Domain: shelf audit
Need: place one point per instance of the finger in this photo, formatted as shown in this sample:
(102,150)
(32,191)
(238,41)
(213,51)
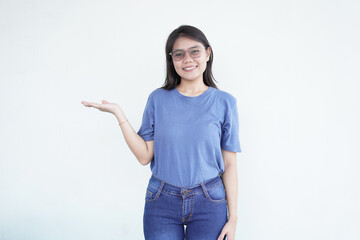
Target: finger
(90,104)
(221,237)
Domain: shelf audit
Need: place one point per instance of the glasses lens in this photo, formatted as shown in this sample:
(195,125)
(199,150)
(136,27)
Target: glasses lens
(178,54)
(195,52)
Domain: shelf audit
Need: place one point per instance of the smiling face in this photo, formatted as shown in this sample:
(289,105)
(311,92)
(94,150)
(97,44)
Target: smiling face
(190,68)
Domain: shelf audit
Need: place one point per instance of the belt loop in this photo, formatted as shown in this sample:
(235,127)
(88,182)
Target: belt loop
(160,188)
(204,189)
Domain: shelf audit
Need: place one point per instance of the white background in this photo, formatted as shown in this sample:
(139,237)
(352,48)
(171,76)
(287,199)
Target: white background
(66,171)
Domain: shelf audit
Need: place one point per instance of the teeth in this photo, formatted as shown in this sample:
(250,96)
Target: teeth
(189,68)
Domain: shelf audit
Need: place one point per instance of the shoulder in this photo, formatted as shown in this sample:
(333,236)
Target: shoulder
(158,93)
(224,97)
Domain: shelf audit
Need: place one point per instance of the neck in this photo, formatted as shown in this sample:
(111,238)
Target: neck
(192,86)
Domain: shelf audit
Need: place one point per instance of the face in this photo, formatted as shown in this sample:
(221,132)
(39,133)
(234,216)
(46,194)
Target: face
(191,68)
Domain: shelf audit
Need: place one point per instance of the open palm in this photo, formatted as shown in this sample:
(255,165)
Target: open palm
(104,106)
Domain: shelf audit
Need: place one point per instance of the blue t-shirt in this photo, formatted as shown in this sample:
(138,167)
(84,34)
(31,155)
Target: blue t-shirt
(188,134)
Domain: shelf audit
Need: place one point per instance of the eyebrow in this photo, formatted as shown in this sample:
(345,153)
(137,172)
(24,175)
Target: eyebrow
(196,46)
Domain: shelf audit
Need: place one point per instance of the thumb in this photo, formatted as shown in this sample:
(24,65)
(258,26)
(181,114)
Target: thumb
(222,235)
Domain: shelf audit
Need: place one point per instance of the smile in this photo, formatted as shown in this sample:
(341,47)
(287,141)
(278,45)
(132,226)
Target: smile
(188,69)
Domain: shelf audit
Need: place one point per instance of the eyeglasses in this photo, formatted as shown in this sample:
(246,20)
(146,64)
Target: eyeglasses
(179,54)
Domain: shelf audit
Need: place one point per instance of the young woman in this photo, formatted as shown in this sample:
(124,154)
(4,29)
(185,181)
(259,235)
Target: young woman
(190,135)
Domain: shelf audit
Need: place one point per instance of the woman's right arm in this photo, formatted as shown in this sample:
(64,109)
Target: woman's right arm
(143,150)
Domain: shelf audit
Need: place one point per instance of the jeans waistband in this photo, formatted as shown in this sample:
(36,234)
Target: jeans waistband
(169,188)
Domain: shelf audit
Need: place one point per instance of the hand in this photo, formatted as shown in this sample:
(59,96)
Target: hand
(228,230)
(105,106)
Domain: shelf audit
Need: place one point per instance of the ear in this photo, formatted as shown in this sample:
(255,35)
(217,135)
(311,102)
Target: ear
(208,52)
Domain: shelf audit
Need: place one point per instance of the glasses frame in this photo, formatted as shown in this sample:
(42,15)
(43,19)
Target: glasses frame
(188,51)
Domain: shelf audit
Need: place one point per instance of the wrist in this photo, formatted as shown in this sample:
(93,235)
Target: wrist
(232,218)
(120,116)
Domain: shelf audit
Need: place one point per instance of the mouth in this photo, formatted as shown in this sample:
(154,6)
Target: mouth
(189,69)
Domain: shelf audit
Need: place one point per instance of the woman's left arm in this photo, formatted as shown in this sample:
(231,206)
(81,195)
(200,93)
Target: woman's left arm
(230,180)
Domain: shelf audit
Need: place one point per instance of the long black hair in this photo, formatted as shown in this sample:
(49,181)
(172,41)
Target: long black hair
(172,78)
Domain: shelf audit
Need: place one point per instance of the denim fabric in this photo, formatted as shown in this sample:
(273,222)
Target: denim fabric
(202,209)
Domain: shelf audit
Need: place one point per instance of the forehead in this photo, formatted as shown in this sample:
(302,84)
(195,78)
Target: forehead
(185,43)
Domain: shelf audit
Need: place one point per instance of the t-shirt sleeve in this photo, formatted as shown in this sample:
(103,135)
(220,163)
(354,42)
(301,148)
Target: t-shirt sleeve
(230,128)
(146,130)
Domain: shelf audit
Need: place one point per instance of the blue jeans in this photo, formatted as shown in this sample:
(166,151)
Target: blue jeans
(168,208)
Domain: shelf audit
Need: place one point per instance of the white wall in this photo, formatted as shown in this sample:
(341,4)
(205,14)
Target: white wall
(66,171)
◇ ◇ ◇ ◇
• _To do_: A word-for-word copy of all the data, without pictures, is the expected output.

• _Response box_:
Domain: shelf audit
Need: place one point per instance of the finger in this photo, formatted as shown in this sample:
(102,150)
(32,191)
(238,41)
(213,51)
Target: finger
(90,104)
(221,237)
Domain: shelf audit
Need: place one point per instance of the glasses lens in this photo, formatted as shown in this sample:
(195,125)
(199,150)
(136,27)
Target: glasses lens
(178,54)
(195,52)
Domain: shelf audit
Need: place one point per instance of the smiling face in this photo, formatted as shown in this sample:
(289,105)
(311,92)
(94,150)
(97,44)
Target: smiling face
(190,68)
Domain: shelf audit
Need: place one point per instance of the belt loop in this photo, formatted as shown in this sample:
(235,127)
(88,182)
Target: belt loop
(160,188)
(204,189)
Domain: shelf audit
Need: place one point per instance of the white background in this photo, formatted as shown in this sample:
(139,237)
(352,48)
(171,76)
(287,199)
Target: white background
(66,171)
Domain: shelf audit
Need: place one point per instance of the teeth in this photo, formatted as shown in this sample:
(250,96)
Target: teeth
(189,68)
Domain: shelf audit
Need: place one point per instance of the shoulder in this photo, formatted as shown in this sample:
(333,236)
Target: shoulder
(158,93)
(224,97)
Domain: shelf audit
Need: place one point per instance of the neck in this photo, formatted as shown in this sample:
(111,238)
Target: neck
(192,86)
Domain: shelf audit
Need: place one point per instance of the face in this photo, formatted as shown in this sample:
(221,132)
(39,133)
(234,216)
(46,194)
Target: face
(191,68)
Domain: shelf audit
Need: place one point per instance of the open palm in this photo, formatted as shown in this sample:
(255,165)
Target: open palm
(104,106)
Domain: shelf audit
Need: place one point per instance of the blue t-shirt in this photo, formatted as shown in this sample:
(138,167)
(84,34)
(31,155)
Target: blue t-shirt
(188,134)
Domain: shelf audit
Need: place one point per instance of the eyebrow in this photo, formatted as shown in this sample:
(345,153)
(137,172)
(24,175)
Target: eyebrow
(196,46)
Domain: shelf audit
Need: place one point per instance of the thumb in this photo, formatted as shown in this sample:
(24,65)
(258,26)
(181,114)
Target: thumb
(222,235)
Domain: shelf audit
Need: place one point per instance of the smile in this photo, formatted as shown in this sample:
(341,47)
(287,141)
(278,45)
(132,226)
Target: smile
(188,69)
Domain: shelf audit
Need: place one point per instance of the eyeglasses in this photo, formatted as shown in this sample:
(246,20)
(146,64)
Target: eyeglasses
(179,54)
Domain: shelf audit
Need: place one point per instance of the young woman in this photo, formatted as shown in this sample:
(124,154)
(4,29)
(185,181)
(259,235)
Target: young woman
(190,135)
Domain: shelf audit
Need: place one point per instance of the woman's right arm in this photo, formatted as shown in this sample:
(64,109)
Target: woman's right arm
(143,150)
Domain: shelf audit
Need: place one point per instance of the jeans waistband in this photo, formatted as shown in this sample:
(36,234)
Target: jeans waistband
(169,188)
Domain: shelf audit
Need: place one point per instance of the hand in this photo, formatted as shown in this sample:
(59,96)
Target: hand
(228,230)
(105,106)
Domain: shelf audit
Need: place one point per instance of the ear in this photo, formatted as shown in this sample:
(255,35)
(217,135)
(311,102)
Target: ear
(208,52)
Domain: shelf audit
Need: place one point per instance of the glasses frame in this photo, formatted as shown in this sample:
(42,15)
(43,19)
Target: glasses frame
(188,51)
Domain: shelf audit
Need: place one point per instance of the wrist in this photo, formatted as shown in this sample:
(93,235)
Target: wrist
(232,218)
(120,116)
Domain: shelf audit
Need: place one point per instance of the mouth in this photo, formatted as shown in this sample:
(154,6)
Target: mouth
(189,69)
Domain: shelf audit
Need: place one point per instance of the woman's left arm in this photo, formatted as shown in this sample:
(231,206)
(81,195)
(200,93)
Target: woman's left arm
(230,180)
Domain: shelf audit
Need: place one point per instance of the long black hair in this photo, formatted as shown in this sample:
(49,181)
(172,41)
Target: long black hair
(172,78)
Domain: shelf audit
Need: place one point per instance of the denim fabric in this photo, formatted as shown in this sample:
(273,222)
Target: denim fabric
(202,209)
Domain: shelf audit
Need: place one point per instance of the forehead in this photo, formatted as shown in this sample:
(302,84)
(195,78)
Target: forehead
(185,43)
Domain: shelf audit
Need: place one point per instance of the t-shirt sleeve in this photo, formatted as shown in this sample:
(103,135)
(220,163)
(354,42)
(301,148)
Target: t-shirt sleeve
(230,128)
(146,130)
Domain: shelf audit
Need: place one point per instance of the blue jeans in this photo, formatted as shown in this sample:
(166,151)
Target: blue jeans
(168,208)
Domain: shelf audit
Need: place one point per instance of the white wall in this photo, formatted as shown in this sample:
(341,4)
(205,14)
Target: white wall
(66,171)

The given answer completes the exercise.